Page extract -
## Begin
Black Mirror: Bandersnatch is a gargantuan, extremely meta commentary on Netflix and the way we watch television in 2018. Or: It’s the most ingenious attempt to troll TV critics ever executed. (Oh, do you TV-reviewing types have a problem with Netflix episodes that are too long? Well wait ‘til you get a load of this one.)
With its many facets, endings, story arcs, and extensive hype about its game-changer status, Black Mirror: Bandersnatch is, in summary, a lot. How does one even begin to review a TV show whose beginning, middle, and end changes depending on the way viewers press their remotes, click their trackpads, or press their digital screens? I guess it has to be done like this.
Option #1: Read the Requisite Plot Summary
Option #2: Find Out Whether It’s Any Good
You chose: “Read the Requisite Plot Summary”
If for some reason you had no access to the Internet during the past 48 hours or so, here are the basics on this Black Mirror installment: Set in 1984, it follows a video game programmer named Stefan (Whitehead) as he pitches a choose-your-own-adventure computer game called Bandersnatch, based on a fictional novel, to a start-up company where revered gaming developer Colin Ritman (Will Poulter) is among the staff. Depending on how you navigate the experience, different events will occur, but in nearly every iteration, Stefan runs into obstacles as he tries to bring the game to life on a tight deadline while confronting long-fermenting issues regarding his mother’s death, his father, the creative process, and the precarious nature of his own mental health. As Stefan reaches decision points both major — should he jump off the balcony of a high rise, or tell Colin to leap instead? — and minor — eat Sugar Puffs for breakfast or Kellogg’s Frosties? — the Netflix interface allows users to click on one option or another, then seamlessly continues the film based on what they’ve selected.
You chose: “Find Out Whether It’s Any Good”
With its self-referential approach to unspooling a narrative about a choose-your-own-adventure video game, Bandersnatch, written by Black Mirror creator Charlie Brooker and directed by David Slade (who also directed the Black Mirror episode “Metalhead”) is compelling and clever, especially if you wind up going down the paths that convince Stefan he is — spoiler, I guess? How do spoilers even work when there is no single ending? — being controlled by a future “streaming entertainment platform” known as Netflix. Unfortunately, just about every conclusion leaves Stefan in a bleak, dark situation, sometimes after committing exceptionally violent acts. That’s not surprising. This is Black Mirror, after all. But considering how innovative Bandersnatch’s approach to storytelling is, it’s a shame that it doesn’t land in some more unexpected places.
Option #1: Get Context About Bandersnatch’s Approach
Option #2: Find Out Why This Show Might Kill Jen Chaney
You chose: “Get Context About Bandersnatch’s Approach”
## End
[Part of a data file]
## Begin
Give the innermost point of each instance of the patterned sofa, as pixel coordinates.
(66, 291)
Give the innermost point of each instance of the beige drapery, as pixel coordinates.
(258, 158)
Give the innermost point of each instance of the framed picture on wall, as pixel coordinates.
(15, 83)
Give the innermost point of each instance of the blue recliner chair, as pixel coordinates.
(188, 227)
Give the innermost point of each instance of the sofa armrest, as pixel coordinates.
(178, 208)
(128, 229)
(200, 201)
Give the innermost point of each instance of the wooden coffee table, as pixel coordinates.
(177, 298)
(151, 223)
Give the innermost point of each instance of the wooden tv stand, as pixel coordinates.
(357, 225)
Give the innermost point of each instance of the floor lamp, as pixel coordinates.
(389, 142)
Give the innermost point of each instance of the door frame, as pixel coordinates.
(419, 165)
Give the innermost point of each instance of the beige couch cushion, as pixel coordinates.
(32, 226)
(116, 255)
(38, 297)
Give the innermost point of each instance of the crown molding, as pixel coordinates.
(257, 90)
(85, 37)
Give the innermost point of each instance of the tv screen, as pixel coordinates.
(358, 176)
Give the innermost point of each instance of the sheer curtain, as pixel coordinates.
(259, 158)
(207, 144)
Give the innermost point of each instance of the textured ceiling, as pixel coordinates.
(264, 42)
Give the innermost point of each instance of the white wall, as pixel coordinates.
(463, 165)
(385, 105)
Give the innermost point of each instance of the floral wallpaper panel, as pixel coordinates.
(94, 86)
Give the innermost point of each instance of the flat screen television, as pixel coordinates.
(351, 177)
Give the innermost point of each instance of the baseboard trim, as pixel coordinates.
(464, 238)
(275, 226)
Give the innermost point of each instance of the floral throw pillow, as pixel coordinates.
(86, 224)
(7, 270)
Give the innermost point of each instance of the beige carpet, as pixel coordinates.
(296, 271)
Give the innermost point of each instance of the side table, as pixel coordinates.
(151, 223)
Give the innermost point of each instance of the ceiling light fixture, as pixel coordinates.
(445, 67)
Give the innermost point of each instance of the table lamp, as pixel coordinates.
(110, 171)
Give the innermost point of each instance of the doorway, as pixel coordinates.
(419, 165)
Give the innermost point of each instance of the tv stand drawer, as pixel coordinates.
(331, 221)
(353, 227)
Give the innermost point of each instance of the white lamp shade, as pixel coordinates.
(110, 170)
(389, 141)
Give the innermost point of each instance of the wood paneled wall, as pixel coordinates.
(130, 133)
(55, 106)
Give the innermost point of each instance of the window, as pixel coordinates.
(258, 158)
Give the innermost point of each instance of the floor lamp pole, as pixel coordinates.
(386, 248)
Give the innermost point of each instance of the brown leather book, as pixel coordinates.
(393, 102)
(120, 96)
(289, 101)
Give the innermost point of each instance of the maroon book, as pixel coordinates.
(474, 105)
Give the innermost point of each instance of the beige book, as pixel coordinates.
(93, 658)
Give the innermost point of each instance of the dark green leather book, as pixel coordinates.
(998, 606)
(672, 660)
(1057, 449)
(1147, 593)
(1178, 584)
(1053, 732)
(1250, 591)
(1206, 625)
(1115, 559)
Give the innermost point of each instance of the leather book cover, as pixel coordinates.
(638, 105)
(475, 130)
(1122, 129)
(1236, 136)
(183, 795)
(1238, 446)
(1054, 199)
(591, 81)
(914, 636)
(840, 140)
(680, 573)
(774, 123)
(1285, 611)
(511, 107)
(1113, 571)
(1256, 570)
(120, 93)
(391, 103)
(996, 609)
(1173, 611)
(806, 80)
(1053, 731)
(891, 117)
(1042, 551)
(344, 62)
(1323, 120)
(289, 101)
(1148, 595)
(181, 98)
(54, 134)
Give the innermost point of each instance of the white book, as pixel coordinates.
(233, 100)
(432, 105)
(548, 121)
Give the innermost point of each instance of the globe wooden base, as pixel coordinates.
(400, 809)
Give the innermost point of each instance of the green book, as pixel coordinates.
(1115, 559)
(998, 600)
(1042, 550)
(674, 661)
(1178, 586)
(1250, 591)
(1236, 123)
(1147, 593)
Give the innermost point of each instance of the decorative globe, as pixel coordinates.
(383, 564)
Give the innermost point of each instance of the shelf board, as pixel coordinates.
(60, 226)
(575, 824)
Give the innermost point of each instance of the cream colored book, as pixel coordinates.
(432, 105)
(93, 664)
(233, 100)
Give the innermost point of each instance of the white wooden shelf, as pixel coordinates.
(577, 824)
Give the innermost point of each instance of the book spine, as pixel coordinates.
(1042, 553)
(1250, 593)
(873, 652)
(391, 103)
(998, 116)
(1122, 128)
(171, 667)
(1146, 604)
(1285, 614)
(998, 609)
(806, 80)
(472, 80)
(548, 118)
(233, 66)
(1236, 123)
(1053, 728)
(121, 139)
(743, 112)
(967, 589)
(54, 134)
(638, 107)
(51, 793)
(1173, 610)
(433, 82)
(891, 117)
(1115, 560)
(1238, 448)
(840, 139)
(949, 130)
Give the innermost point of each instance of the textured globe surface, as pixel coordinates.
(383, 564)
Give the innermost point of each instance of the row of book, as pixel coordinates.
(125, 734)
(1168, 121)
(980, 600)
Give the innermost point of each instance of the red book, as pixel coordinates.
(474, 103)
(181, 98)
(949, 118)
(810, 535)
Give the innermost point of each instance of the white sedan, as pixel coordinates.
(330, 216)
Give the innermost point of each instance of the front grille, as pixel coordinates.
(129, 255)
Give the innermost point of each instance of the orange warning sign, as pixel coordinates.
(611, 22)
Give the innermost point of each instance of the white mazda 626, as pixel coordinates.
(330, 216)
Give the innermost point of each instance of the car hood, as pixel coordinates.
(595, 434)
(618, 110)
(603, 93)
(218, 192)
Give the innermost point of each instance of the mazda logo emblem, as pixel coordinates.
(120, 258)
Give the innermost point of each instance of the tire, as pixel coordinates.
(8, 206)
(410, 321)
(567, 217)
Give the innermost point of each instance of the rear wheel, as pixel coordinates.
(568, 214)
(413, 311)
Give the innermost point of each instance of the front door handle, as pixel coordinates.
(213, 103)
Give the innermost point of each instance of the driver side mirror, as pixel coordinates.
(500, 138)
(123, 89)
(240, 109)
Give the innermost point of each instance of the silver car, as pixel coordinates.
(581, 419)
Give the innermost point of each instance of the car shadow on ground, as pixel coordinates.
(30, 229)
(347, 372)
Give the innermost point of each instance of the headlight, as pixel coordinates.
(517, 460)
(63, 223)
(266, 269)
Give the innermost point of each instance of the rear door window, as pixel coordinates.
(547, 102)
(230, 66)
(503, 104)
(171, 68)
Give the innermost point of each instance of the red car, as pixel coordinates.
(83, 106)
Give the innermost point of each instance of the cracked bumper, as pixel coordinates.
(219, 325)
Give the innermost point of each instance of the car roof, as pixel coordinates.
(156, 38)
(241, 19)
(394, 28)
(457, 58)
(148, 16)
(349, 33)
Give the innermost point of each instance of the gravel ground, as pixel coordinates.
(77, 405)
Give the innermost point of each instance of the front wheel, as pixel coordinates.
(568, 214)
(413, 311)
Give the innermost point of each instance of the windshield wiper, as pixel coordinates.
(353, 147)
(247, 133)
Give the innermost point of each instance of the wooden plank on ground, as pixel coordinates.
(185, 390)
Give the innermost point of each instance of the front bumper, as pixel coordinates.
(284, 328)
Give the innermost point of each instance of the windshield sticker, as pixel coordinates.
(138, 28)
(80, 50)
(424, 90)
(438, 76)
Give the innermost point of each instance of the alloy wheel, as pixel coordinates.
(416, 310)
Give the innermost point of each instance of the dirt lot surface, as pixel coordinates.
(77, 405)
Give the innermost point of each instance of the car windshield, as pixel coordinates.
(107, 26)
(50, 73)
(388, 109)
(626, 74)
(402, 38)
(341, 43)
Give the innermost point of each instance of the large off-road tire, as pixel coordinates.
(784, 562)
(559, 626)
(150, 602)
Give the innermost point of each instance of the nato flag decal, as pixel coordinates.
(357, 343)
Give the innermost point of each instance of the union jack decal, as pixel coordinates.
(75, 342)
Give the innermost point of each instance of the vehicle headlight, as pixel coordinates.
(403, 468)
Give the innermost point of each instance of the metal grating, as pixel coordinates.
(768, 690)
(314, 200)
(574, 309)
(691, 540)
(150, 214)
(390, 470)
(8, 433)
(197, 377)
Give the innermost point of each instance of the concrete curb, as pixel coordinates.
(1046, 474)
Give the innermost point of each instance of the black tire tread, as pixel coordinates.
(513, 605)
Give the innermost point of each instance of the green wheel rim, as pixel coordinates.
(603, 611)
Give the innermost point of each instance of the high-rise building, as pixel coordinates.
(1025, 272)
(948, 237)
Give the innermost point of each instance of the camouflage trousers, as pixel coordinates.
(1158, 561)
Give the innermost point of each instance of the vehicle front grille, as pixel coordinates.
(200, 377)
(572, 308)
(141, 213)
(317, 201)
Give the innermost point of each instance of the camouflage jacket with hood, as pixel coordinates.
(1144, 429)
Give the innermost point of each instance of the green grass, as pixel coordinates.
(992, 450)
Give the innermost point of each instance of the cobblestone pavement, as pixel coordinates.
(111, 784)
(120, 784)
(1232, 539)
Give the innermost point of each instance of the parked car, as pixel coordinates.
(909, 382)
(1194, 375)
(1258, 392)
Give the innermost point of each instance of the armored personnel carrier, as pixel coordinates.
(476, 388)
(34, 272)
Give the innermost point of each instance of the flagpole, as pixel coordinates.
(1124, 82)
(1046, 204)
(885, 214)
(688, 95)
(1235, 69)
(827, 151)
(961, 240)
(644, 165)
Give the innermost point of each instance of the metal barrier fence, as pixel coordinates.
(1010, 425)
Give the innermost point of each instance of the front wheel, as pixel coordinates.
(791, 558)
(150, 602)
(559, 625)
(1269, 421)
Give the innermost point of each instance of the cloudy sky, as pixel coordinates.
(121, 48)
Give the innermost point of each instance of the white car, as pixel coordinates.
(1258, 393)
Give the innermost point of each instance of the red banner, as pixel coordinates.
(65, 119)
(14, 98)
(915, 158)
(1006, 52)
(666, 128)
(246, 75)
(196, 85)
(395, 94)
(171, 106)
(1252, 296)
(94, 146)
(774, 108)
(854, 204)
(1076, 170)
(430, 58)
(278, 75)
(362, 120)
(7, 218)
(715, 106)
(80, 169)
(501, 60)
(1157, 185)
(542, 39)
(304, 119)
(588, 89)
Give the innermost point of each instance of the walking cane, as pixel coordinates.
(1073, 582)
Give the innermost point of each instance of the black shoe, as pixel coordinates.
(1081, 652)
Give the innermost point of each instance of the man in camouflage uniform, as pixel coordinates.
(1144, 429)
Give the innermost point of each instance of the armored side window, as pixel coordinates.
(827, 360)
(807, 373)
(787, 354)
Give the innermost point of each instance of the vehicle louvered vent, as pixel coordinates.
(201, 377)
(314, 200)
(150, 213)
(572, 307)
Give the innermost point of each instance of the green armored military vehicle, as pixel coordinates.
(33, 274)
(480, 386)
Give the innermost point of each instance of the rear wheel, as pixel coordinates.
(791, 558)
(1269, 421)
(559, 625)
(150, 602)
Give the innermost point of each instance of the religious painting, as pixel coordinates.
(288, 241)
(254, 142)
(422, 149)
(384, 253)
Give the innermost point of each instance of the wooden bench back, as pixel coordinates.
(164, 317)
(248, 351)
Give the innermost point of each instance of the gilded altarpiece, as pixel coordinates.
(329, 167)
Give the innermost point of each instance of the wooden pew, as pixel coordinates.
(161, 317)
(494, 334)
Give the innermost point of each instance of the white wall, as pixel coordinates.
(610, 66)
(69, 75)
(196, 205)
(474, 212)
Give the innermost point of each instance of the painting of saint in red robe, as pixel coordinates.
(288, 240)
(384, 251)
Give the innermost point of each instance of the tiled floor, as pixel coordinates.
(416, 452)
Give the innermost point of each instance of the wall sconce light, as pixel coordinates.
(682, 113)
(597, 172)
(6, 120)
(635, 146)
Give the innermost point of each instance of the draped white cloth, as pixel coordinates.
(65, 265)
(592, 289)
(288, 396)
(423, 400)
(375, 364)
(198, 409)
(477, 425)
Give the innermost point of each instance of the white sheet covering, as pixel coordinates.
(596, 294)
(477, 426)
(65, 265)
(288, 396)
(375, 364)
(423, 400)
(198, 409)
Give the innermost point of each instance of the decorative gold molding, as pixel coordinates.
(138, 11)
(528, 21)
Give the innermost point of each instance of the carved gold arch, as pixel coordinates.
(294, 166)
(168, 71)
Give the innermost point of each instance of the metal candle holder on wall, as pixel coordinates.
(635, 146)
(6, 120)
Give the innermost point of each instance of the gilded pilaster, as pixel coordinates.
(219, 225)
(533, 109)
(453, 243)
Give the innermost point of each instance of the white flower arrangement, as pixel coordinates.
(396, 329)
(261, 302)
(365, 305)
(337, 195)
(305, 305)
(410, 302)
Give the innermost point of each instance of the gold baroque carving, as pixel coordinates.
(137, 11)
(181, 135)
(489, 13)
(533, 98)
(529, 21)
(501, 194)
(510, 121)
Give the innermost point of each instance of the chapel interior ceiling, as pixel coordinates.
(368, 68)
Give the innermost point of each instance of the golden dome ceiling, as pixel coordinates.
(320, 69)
## End
Set task 1 - Find each line in the entries above that contains the string "molding", and copy those lines.
Set task 2 - Resume the review of Black Mirror: Bandersnatch, writing what comes after its last line.

Written answer 1 -
Give the innermost point of each instance of the crown molding, as pixel coordinates.
Give the innermost point of each instance of the decorative gold molding, as pixel coordinates.

Written answer 2 -
It’s also worth noting that this sort of interactive approach is not fundamentally new. Even before the Choose Your Own Adventure books published in the late 1970s and ‘80s and the advent of the computer games that Bandersnatch riffs on, there was Julio Cortázar’s 1960s book Hopscotch, which offered readers the opportunity to jump from chapter to chapter in more than one order. It’s not even the first time that a contemporary TV show has applied this technique: Netflix has taken a similar approach with several of its children’s programs, while earlier this year, HBO aired Steven Soderbergh’s Mosaic, which also came with an app that enabled the events surrounding its central murder mystery to be viewed from different characters’ perspectives.
You chose: “Find Out Why This Show Might Kill Jen Chaney”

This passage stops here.